━━━ BRANO DA LEGGERE

I due santi vengono festeggiati quel giorno anche perchè  questa data è legata all’antica festa romana dedicata al dio Quirino nella quale (in un tempio che si trovava sul monte del Quirinale) venivano celebrati i due gemelli Romolo e Remo, diventati protettori della città una volta ricongiunti in Cielo dopo la morte di entrambi (secondo Plutarco, Romolo venne ucciso da una congiura senatoriale). Papa Leone Magno, nel secolo V, rammentò come i due santi Pietro e Paolo meritassero più onore di Romolo e Remo, che erano stati esempio di rivalità fra popoli (romani e sabini) e di lotta fratricida, quindi i due martiri cristiani vennero eletti come veri pastori evangelici e degne colonne portanti della città, della quale sono entrambi patroni.

Fin dal 258 alcuni vescovi della città il 29 giugno indossano il pallio, una specie di sciarpa di lana bianca che rappresentava l’unione fra la chiesa universale e quelle locali. Quel giorno il Papa bacia il piede della statua bronzea di San Pietro (opera di Arnolfo di Cambio) che si trova all’interno della basilica di San Pietro, e che in questa ricorrenza viene vestita col piviale rosso, ovvero col mantello da pontefice. Già dal pomeriggio del 28 giugno si svolge invece in piazza San Pietro e dintorni l’infiorata, una tradizione che ha quattrocento anni di storia ed in base alla quale fiorai provenienti da ogni parte del mondo compongono suggestivi ed elaborati quadri floreali con disparate tematiche.

━━━━━━

**OBIETTIVO:**
Nel brano sulla festa dei santi Pietro e Paolo, quanti anni di storia ha la tradizione dell'infiorata? Le voci sono materiale separato dal brano.

━━━ VOCI FORNITE

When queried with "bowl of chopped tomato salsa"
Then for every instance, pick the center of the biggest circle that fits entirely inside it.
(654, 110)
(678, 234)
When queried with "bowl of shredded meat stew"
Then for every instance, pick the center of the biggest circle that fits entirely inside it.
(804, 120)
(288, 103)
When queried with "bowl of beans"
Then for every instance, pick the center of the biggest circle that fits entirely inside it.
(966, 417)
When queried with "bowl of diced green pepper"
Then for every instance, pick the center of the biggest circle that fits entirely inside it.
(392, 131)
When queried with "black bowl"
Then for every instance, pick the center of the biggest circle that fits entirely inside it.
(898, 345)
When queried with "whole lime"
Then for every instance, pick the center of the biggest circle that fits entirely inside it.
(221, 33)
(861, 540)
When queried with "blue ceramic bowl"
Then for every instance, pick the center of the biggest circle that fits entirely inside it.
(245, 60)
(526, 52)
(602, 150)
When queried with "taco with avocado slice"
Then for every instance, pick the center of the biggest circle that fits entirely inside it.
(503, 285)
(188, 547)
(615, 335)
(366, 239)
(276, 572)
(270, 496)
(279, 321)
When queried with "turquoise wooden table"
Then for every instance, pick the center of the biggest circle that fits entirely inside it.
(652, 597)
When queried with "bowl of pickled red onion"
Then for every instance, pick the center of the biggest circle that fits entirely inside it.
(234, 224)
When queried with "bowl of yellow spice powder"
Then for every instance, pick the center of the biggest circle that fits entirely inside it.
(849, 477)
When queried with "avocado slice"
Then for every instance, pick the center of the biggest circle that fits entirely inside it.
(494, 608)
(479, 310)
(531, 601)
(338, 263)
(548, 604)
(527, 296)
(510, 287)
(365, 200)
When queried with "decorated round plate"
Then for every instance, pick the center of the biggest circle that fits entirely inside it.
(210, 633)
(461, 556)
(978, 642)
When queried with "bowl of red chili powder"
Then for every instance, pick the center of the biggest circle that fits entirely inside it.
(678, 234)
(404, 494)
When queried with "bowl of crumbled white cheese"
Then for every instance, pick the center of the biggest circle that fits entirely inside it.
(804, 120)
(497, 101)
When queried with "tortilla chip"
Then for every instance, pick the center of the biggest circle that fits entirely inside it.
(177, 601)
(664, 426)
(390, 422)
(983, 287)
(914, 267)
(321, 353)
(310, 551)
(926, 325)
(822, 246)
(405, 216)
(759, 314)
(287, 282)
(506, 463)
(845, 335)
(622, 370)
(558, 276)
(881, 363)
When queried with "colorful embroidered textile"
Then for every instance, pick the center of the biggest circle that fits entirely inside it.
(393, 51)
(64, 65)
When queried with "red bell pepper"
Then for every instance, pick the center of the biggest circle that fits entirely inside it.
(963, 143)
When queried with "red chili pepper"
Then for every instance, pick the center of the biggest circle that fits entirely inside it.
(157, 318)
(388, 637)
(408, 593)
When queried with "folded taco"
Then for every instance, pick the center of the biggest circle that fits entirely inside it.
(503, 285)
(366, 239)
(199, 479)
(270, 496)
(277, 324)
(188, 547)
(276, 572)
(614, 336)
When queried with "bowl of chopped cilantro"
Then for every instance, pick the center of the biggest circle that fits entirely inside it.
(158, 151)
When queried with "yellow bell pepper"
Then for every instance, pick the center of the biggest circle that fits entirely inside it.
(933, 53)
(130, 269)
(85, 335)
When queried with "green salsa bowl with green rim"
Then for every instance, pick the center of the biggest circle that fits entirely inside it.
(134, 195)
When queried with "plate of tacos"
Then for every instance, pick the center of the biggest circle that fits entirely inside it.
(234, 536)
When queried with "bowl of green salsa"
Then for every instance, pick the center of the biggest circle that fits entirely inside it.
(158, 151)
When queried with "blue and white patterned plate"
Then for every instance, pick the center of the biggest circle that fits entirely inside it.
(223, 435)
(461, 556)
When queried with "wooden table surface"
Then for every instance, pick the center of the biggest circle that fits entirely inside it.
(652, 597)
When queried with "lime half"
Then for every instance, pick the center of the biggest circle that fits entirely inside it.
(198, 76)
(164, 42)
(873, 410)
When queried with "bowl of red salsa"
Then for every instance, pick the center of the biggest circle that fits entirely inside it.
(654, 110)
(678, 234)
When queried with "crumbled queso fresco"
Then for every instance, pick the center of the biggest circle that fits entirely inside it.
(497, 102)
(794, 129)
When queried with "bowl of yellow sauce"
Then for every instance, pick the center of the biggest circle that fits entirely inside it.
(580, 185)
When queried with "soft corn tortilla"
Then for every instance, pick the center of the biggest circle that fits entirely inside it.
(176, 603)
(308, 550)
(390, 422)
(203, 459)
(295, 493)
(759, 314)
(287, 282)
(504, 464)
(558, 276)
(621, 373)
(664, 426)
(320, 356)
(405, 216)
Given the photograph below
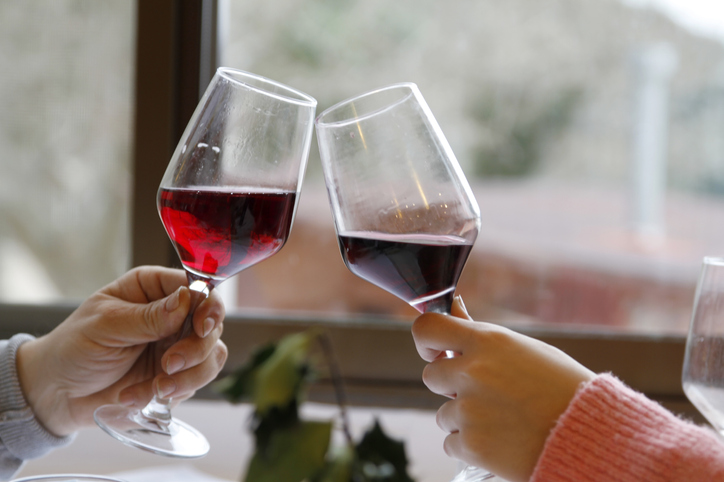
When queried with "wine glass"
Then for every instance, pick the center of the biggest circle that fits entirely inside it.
(67, 478)
(405, 216)
(703, 374)
(227, 202)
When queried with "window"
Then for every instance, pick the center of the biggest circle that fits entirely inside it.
(65, 131)
(535, 98)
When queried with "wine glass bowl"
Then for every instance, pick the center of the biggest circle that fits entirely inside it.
(405, 216)
(404, 213)
(703, 373)
(227, 201)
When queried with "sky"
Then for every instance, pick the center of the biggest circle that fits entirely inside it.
(705, 17)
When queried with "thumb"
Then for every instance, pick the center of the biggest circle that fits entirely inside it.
(459, 310)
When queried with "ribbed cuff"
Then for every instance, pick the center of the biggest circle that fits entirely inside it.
(21, 433)
(612, 433)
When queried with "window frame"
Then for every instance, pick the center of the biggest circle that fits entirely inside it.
(175, 38)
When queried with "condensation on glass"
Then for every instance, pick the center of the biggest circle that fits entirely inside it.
(590, 132)
(66, 90)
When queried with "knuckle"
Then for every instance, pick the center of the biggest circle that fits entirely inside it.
(221, 354)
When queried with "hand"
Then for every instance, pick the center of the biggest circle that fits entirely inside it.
(103, 352)
(507, 390)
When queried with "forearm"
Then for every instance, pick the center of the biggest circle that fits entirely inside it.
(22, 436)
(612, 433)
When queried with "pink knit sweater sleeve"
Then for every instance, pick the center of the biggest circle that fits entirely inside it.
(612, 433)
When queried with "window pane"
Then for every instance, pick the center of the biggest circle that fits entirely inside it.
(65, 124)
(590, 131)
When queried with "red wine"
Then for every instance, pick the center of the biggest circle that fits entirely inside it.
(219, 233)
(420, 269)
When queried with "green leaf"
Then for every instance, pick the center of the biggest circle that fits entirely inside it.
(292, 455)
(239, 386)
(380, 458)
(278, 381)
(339, 467)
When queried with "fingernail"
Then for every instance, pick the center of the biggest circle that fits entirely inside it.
(208, 326)
(165, 387)
(173, 301)
(126, 399)
(174, 363)
(462, 303)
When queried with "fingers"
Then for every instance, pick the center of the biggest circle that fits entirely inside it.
(441, 376)
(435, 333)
(190, 351)
(459, 310)
(180, 385)
(146, 283)
(209, 315)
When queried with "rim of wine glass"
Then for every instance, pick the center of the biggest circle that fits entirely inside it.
(237, 76)
(52, 477)
(414, 91)
(714, 260)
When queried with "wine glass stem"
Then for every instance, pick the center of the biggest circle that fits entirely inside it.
(159, 409)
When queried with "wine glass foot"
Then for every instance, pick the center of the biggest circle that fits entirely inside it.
(130, 426)
(472, 474)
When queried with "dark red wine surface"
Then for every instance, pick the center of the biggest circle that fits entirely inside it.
(219, 233)
(423, 270)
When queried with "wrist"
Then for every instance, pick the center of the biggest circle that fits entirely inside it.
(42, 394)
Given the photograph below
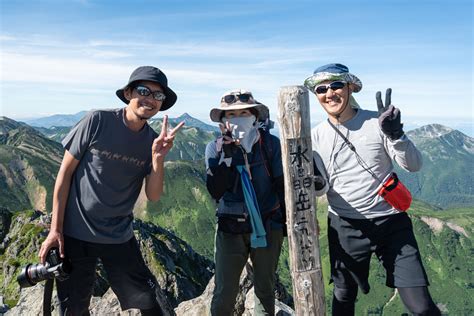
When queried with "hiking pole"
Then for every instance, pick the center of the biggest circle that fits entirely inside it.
(303, 241)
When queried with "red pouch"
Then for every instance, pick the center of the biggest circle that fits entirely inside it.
(395, 193)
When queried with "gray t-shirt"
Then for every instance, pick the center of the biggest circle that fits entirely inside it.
(114, 160)
(352, 189)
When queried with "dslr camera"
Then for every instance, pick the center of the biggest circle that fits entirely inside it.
(54, 268)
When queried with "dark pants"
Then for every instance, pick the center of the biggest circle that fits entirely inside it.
(351, 245)
(127, 273)
(231, 254)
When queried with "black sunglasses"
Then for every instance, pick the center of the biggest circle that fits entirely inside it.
(321, 89)
(145, 91)
(232, 98)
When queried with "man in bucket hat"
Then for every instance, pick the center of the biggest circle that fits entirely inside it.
(354, 150)
(245, 177)
(107, 156)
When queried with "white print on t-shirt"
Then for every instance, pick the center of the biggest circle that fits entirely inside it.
(115, 156)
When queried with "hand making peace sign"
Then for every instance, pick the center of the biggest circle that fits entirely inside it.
(389, 116)
(164, 142)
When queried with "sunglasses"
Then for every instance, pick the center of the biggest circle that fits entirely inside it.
(232, 98)
(145, 91)
(323, 88)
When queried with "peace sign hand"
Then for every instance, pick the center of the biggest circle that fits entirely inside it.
(227, 140)
(389, 116)
(164, 142)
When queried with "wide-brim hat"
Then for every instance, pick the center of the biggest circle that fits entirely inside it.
(217, 113)
(150, 73)
(333, 72)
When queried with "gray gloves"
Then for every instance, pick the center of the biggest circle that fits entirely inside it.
(389, 116)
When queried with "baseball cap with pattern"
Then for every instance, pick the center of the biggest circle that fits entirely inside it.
(150, 73)
(333, 72)
(217, 113)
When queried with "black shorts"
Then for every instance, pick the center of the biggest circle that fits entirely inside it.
(127, 273)
(352, 242)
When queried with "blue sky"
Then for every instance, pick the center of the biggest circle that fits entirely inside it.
(68, 56)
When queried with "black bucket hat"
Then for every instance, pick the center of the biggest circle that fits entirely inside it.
(150, 73)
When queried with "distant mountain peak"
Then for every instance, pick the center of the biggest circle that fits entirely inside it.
(432, 131)
(7, 124)
(184, 116)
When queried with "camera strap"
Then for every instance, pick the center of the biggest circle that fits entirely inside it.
(47, 295)
(361, 161)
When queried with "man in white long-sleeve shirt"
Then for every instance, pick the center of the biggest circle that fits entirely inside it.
(354, 150)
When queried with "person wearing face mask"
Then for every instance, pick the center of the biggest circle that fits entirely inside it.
(245, 177)
(367, 203)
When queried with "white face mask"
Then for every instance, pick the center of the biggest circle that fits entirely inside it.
(245, 130)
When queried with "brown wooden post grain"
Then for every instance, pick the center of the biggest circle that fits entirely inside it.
(297, 158)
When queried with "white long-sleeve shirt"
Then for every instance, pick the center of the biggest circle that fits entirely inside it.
(352, 189)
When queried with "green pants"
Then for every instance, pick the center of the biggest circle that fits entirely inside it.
(231, 254)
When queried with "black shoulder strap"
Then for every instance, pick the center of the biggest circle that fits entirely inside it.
(266, 139)
(348, 143)
(351, 147)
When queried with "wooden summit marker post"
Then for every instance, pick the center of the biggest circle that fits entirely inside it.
(297, 158)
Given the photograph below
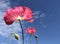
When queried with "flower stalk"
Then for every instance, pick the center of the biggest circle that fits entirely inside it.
(30, 39)
(22, 32)
(9, 41)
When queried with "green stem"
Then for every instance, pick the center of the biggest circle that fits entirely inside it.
(9, 42)
(30, 39)
(36, 41)
(22, 32)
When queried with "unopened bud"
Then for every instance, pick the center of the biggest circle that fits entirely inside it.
(16, 36)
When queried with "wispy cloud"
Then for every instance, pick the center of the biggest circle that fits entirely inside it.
(5, 30)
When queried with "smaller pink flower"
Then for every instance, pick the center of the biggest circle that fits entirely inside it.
(31, 30)
(18, 13)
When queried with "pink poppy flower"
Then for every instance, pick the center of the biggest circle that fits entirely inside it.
(31, 30)
(18, 13)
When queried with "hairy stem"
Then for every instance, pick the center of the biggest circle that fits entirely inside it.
(22, 32)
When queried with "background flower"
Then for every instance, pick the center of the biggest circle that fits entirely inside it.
(30, 30)
(18, 13)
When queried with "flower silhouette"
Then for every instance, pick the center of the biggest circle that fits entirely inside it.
(31, 30)
(18, 13)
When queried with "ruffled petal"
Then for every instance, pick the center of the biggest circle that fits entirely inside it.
(8, 19)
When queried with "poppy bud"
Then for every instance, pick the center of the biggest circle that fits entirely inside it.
(16, 36)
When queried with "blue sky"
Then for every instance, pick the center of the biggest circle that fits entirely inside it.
(47, 21)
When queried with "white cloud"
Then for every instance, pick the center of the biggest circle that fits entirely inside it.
(3, 43)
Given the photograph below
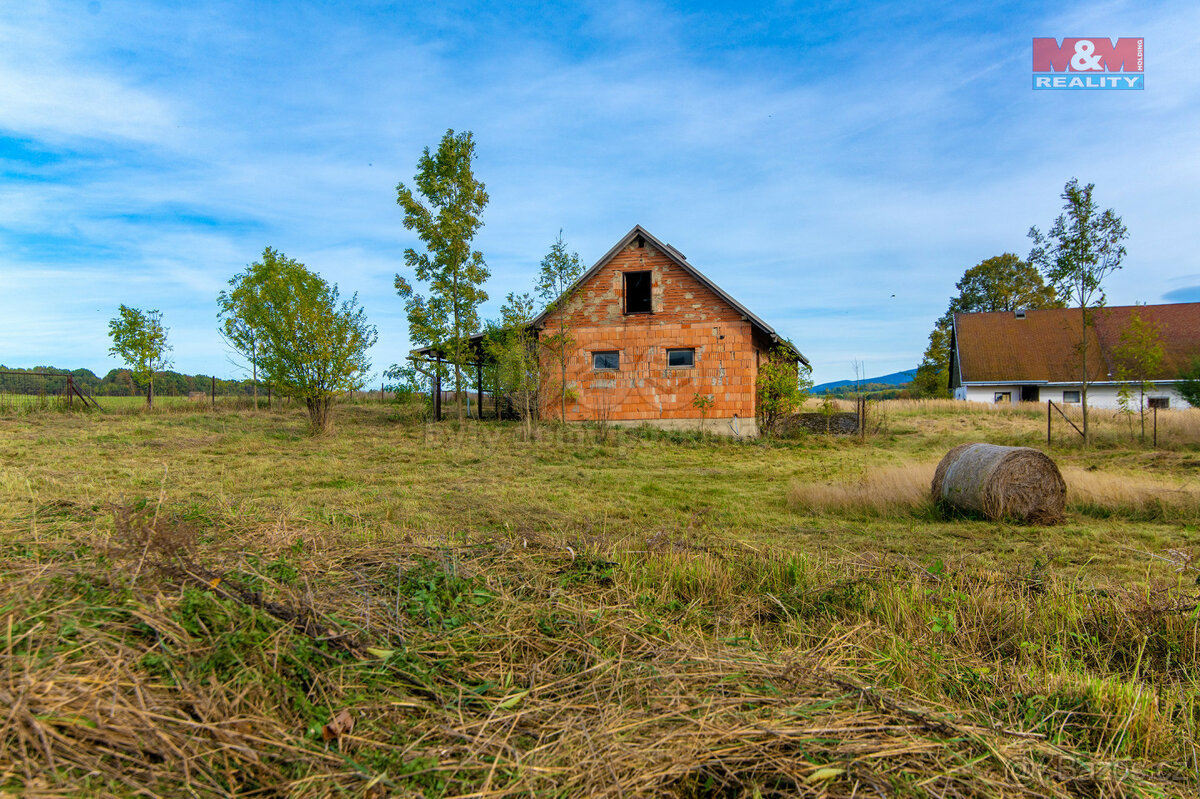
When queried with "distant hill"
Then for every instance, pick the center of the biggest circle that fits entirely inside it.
(868, 384)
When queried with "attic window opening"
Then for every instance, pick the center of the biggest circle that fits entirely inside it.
(682, 358)
(637, 293)
(606, 361)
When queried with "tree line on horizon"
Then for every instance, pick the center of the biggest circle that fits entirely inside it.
(120, 382)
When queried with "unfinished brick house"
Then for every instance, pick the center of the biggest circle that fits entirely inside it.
(651, 332)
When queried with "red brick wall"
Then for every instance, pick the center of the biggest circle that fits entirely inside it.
(685, 316)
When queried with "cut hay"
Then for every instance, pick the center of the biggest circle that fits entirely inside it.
(1015, 482)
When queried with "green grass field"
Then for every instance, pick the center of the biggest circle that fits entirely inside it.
(190, 601)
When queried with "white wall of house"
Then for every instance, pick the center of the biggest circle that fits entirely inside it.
(1099, 395)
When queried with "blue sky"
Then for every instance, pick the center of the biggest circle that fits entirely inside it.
(834, 166)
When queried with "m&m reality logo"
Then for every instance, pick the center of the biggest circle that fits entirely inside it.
(1090, 62)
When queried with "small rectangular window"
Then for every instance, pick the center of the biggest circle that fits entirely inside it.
(606, 361)
(637, 293)
(685, 358)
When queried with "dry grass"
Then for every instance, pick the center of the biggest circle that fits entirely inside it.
(882, 493)
(514, 667)
(897, 492)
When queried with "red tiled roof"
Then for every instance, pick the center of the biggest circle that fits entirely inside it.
(1044, 346)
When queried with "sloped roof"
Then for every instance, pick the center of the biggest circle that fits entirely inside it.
(1043, 347)
(682, 262)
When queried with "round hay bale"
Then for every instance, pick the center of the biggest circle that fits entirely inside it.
(1015, 482)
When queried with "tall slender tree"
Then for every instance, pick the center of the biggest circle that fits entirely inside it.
(141, 340)
(556, 283)
(1003, 282)
(1083, 247)
(235, 308)
(445, 221)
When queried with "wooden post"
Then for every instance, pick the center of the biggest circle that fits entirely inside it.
(479, 389)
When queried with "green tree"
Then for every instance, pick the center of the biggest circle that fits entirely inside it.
(781, 386)
(1139, 356)
(1189, 384)
(312, 344)
(513, 350)
(235, 310)
(1000, 283)
(556, 283)
(1081, 248)
(445, 221)
(141, 340)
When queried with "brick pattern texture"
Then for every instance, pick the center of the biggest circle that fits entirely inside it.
(685, 314)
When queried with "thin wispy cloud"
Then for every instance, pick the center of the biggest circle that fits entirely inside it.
(835, 172)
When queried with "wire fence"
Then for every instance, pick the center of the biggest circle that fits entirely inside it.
(33, 391)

━━━━━━

**COMPITO SVOLTO:**
Quattrocento anni.